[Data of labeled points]
◆ ◆ ◆ ◆ ◆
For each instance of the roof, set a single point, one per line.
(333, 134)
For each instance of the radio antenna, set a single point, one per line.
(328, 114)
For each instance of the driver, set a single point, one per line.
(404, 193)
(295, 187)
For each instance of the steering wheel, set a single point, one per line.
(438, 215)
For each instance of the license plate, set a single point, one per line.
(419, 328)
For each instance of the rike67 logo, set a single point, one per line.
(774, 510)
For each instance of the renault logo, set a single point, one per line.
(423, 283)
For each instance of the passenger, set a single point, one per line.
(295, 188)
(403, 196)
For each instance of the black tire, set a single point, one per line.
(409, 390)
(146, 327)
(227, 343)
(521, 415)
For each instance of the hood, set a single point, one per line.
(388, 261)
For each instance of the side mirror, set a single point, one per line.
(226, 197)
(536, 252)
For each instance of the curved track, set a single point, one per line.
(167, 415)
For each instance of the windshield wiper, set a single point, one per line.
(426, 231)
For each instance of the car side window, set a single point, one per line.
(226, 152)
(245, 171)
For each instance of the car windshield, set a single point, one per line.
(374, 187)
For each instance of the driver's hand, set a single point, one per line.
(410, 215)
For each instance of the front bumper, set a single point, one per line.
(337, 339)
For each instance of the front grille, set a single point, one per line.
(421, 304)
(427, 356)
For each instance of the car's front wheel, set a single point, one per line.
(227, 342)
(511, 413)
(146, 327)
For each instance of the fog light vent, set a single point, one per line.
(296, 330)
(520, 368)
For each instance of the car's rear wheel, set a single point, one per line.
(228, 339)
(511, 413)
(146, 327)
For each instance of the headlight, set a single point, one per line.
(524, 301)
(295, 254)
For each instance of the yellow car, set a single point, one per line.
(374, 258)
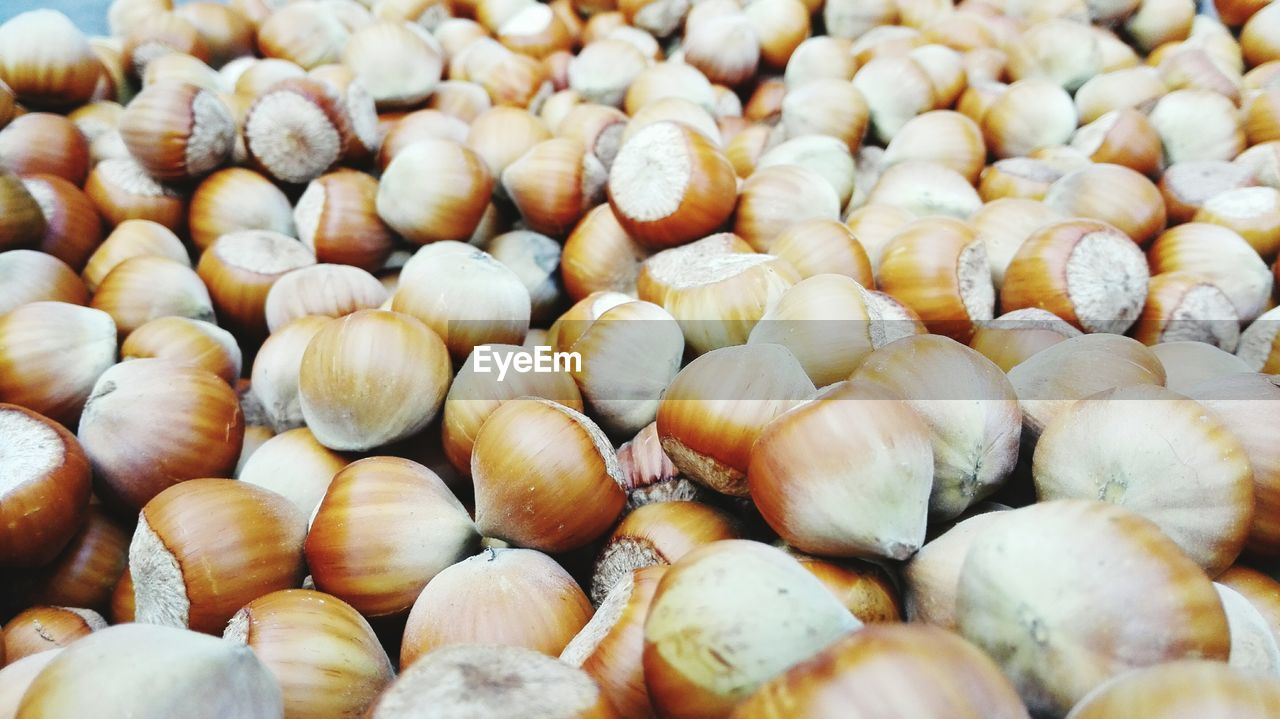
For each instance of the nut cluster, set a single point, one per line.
(641, 360)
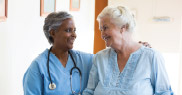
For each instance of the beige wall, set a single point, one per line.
(165, 36)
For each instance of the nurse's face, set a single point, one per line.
(110, 33)
(65, 36)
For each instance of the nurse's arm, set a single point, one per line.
(32, 81)
(160, 79)
(93, 80)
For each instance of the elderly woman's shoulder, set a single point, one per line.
(150, 51)
(77, 52)
(105, 51)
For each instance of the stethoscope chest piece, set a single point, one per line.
(52, 86)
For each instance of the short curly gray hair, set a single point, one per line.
(120, 16)
(53, 21)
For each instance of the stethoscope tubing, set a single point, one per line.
(75, 67)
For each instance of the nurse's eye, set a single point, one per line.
(70, 30)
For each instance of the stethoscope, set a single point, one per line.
(52, 85)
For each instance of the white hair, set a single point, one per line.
(120, 16)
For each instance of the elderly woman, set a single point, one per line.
(58, 70)
(126, 67)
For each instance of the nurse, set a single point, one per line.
(58, 70)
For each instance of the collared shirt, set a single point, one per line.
(143, 74)
(36, 80)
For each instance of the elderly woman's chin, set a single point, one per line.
(108, 44)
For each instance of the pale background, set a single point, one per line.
(22, 38)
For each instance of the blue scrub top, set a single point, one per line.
(143, 74)
(36, 80)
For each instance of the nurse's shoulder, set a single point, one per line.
(40, 62)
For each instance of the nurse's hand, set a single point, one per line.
(146, 44)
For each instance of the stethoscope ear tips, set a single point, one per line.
(52, 86)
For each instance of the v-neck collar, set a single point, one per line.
(55, 61)
(118, 78)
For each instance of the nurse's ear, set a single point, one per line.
(52, 33)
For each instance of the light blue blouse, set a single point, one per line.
(36, 80)
(143, 74)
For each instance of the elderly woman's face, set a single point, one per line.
(110, 33)
(65, 36)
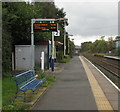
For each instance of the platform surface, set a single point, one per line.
(73, 90)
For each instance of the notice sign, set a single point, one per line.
(45, 27)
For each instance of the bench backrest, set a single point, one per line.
(24, 78)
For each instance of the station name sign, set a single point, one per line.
(46, 27)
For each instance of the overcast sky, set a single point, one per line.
(90, 20)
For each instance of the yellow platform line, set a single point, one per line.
(100, 98)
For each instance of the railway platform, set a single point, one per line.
(80, 86)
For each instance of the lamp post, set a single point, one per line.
(53, 45)
(69, 43)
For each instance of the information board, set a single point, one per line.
(45, 27)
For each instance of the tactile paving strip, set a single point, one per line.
(100, 98)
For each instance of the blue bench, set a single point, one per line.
(27, 81)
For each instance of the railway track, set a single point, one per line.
(109, 67)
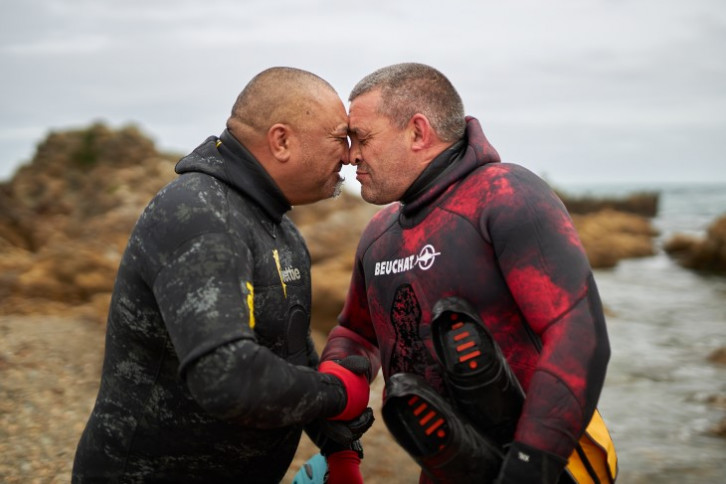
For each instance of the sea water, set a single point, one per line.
(663, 322)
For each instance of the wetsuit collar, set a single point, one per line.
(229, 161)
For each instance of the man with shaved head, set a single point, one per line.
(210, 373)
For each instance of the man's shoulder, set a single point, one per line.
(381, 222)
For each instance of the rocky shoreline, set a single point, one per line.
(64, 221)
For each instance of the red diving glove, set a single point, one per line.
(351, 371)
(344, 468)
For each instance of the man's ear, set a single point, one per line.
(278, 140)
(422, 134)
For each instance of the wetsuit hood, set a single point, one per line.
(454, 163)
(227, 160)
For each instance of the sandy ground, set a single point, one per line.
(49, 371)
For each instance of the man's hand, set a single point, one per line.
(344, 468)
(345, 432)
(351, 371)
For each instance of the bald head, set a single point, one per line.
(278, 95)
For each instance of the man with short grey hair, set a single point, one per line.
(473, 289)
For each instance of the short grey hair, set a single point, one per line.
(410, 88)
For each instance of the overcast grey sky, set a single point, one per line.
(579, 91)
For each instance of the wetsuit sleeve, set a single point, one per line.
(354, 334)
(231, 376)
(201, 298)
(548, 274)
(246, 383)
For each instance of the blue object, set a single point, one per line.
(314, 471)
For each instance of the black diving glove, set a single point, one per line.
(334, 435)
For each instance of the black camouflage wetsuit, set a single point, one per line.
(209, 316)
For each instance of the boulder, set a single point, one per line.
(707, 254)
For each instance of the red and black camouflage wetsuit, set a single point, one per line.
(496, 235)
(194, 388)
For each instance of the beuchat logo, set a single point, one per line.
(424, 260)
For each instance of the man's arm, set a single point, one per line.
(548, 275)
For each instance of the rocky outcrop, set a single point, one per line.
(610, 236)
(66, 216)
(706, 254)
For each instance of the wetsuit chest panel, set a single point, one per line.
(279, 285)
(408, 270)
◆ ◆ ◆ ◆ ◆
TASK TO CARRY OUT:
Output every line of the data above as a JSON list of strings, one string per line, skipping blank lines. Do not include any images in your answer.

EXERCISE RESPONSE:
[
  "For each instance of the roof, set a single point, one per line.",
  "(333, 134)",
  "For each instance of the radio antenna, set a single point, one per line.",
  "(328, 114)",
  "For each instance of the driver, set a single point, one per line.",
  "(404, 193)",
  "(295, 187)",
  "For each instance of the steering wheel, set a single point, one per line.",
  "(438, 215)",
  "For each instance of the license plate, set a single point, one per line.",
  "(419, 328)",
  "For each instance of the rike67 logo, set a single point, one per line.",
  "(774, 510)",
  "For each instance of the renault logo, set a single point, one per line.",
  "(423, 283)",
  "For each instance of the passenger, set a single point, one per line.",
  "(295, 188)",
  "(403, 196)",
  "For each instance of the black tire, set a single point, one per line.",
  "(409, 390)",
  "(146, 327)",
  "(227, 343)",
  "(521, 415)",
  "For each instance of the hood, set a single point, one per line.",
  "(388, 261)",
  "For each instance of the side mirror, set a single point, one per line.",
  "(226, 197)",
  "(536, 252)",
  "For each instance of the curved track, set a single point, one per line.",
  "(167, 415)",
  "For each instance of the windshield wiper, set a single point, one per line.",
  "(426, 231)",
  "For each instance of the car side window, set a single point, one per line.",
  "(226, 152)",
  "(245, 171)",
  "For each instance of the car windshield, set a single point, one per line.",
  "(374, 187)",
  "For each instance of the driver's hand, set a single point, one per line.",
  "(410, 215)",
  "For each instance of the front bumper, set a single point, one per line.",
  "(337, 339)",
  "For each instance of the front grille, set a single point, one per line.",
  "(421, 304)",
  "(427, 356)",
  "For each instance of the car's front wheel, set a single point, one per line.",
  "(227, 342)",
  "(511, 413)",
  "(146, 327)",
  "For each instance of the fog light vent, set a single point, one per line.",
  "(296, 330)",
  "(520, 368)",
  "For each instance of the car's rear wheel, set a single point, one per line.",
  "(228, 339)",
  "(511, 413)",
  "(146, 327)",
  "For each instance of the headlight, set a single point, one per line.",
  "(524, 301)",
  "(295, 254)",
  "For each instance of the yellow car, set a single point, one per line.",
  "(374, 258)",
  "For each instance of the nut cluster, set a single point, one per line.",
  "(641, 360)",
  "For each instance of the beige wall, set a single point, one per line.",
  "(165, 36)",
  "For each instance of the nurse's face, set a single point, one per line.",
  "(110, 33)",
  "(65, 36)",
  "For each instance of the nurse's arm, set a single point, one per line.",
  "(32, 81)",
  "(160, 79)",
  "(93, 80)",
  "For each instance of the elderly woman's shoulder, set a single point, one per line.",
  "(150, 51)",
  "(77, 52)",
  "(105, 51)",
  "For each instance of the stethoscope chest piece, set a single point, one per line.",
  "(52, 86)",
  "For each instance of the short curly gray hair, set a single point, one per line.",
  "(120, 16)",
  "(53, 21)",
  "For each instance of the stethoscope tubing, set a single point, one per line.",
  "(75, 67)",
  "For each instance of the nurse's eye, set a single point, one per line.",
  "(70, 30)",
  "For each instance of the stethoscope, set a single point, one per line.",
  "(52, 85)",
  "For each instance of the white hair, set a single point, one per line.",
  "(120, 16)",
  "For each instance of the elderly woman, set a single point, one per line.",
  "(58, 70)",
  "(126, 67)",
  "For each instance of the nurse, set a single point, one per line.",
  "(58, 70)",
  "For each instance of the collared shirt, set a single point, one per line.",
  "(143, 74)",
  "(36, 80)",
  "For each instance of the elderly woman's chin, set a single point, one per line.",
  "(108, 44)",
  "For each instance of the pale background, set a single point, one per line.",
  "(22, 38)",
  "For each instance of the blue scrub top, set a single point, one per line.",
  "(143, 74)",
  "(36, 80)",
  "For each instance of the nurse's shoulder, set a single point, one per line.",
  "(40, 62)",
  "For each instance of the nurse's hand, set a single point, one per line.",
  "(146, 44)",
  "For each instance of the stethoscope ear tips, set a single point, one per line.",
  "(52, 86)",
  "For each instance of the v-neck collar, set a single point, one per line.",
  "(55, 61)",
  "(118, 78)",
  "For each instance of the nurse's ear, set a single point, one per line.",
  "(52, 33)",
  "For each instance of the light blue blouse, set a single point, one per line.",
  "(36, 80)",
  "(143, 74)",
  "For each instance of the elderly woman's face, set a single point, one per line.",
  "(110, 33)",
  "(65, 36)",
  "For each instance of the platform surface, set a single point, one per line.",
  "(73, 90)",
  "For each instance of the notice sign, set a single point, one per line.",
  "(45, 27)",
  "For each instance of the bench backrest, set a single point, one per line.",
  "(24, 78)",
  "For each instance of the station name sign, set a single point, one per line.",
  "(46, 27)",
  "For each instance of the overcast sky, set a single point, one per line.",
  "(90, 20)",
  "For each instance of the yellow platform line, set a single point, one per line.",
  "(100, 98)",
  "For each instance of the railway platform, set a single point, one per line.",
  "(80, 86)",
  "For each instance of the lamp post, set a single point, one per line.",
  "(53, 45)",
  "(69, 43)",
  "For each instance of the information board, set a single point, one per line.",
  "(45, 27)",
  "For each instance of the tactile paving strip, set a single point, one per line.",
  "(100, 98)",
  "For each instance of the blue bench, set a single point, one per line.",
  "(27, 81)",
  "For each instance of the railway track, set a single point, one per line.",
  "(109, 67)",
  "For each instance of the sea water, set a single point, one per line.",
  "(663, 322)",
  "For each instance of the wetsuit collar, set a single point, one per line.",
  "(229, 161)",
  "For each instance of the man with shaved head, set a single point, one per line.",
  "(210, 373)",
  "For each instance of the man's shoulder, set a single point, one per line.",
  "(381, 222)",
  "For each instance of the rocky shoreline, set a single point, one per line.",
  "(64, 221)",
  "For each instance of the red diving glove, set a single point, one per line.",
  "(351, 371)",
  "(344, 468)",
  "For each instance of the man's ear, set a single point, one per line.",
  "(278, 140)",
  "(422, 134)",
  "For each instance of the wetsuit hood, set a single point, one per line.",
  "(454, 163)",
  "(227, 160)",
  "For each instance of the sandy ground, set a single point, one per line.",
  "(49, 371)",
  "For each instance of the man's hand, set a single point, one per line.",
  "(344, 468)",
  "(345, 432)",
  "(351, 371)",
  "For each instance of the bald head, set a single point, one per line.",
  "(278, 95)",
  "For each instance of the man with short grey hair, set a single point, one per line.",
  "(473, 289)",
  "For each instance of the short grey hair, set a single point, one per line.",
  "(410, 88)",
  "For each instance of the overcast grey sky, set a single point, one per line.",
  "(579, 91)",
  "For each instance of the wetsuit sleeve, set a single point, one per line.",
  "(354, 334)",
  "(231, 376)",
  "(201, 298)",
  "(548, 274)",
  "(246, 383)",
  "For each instance of the blue object, set a single point, one per line.",
  "(314, 471)",
  "For each instance of the black diving glove, set a single point, one per line.",
  "(334, 435)",
  "For each instance of the black camouflage wetsuit, set a single point, one per line.",
  "(209, 316)",
  "For each instance of the boulder, set a single point, one per line.",
  "(707, 254)",
  "For each instance of the red and black camouflage wetsuit, set a single point, one per line.",
  "(496, 235)",
  "(194, 388)",
  "For each instance of the beuchat logo, set a single point, one per line.",
  "(424, 260)",
  "For each instance of the man's arm, set a single point, one per line.",
  "(548, 275)",
  "For each instance of the rocky outcrop, set a single point, one per line.",
  "(610, 236)",
  "(66, 216)",
  "(706, 254)",
  "For each instance of the wetsuit chest panel, set a single point, one per line.",
  "(279, 285)",
  "(408, 270)"
]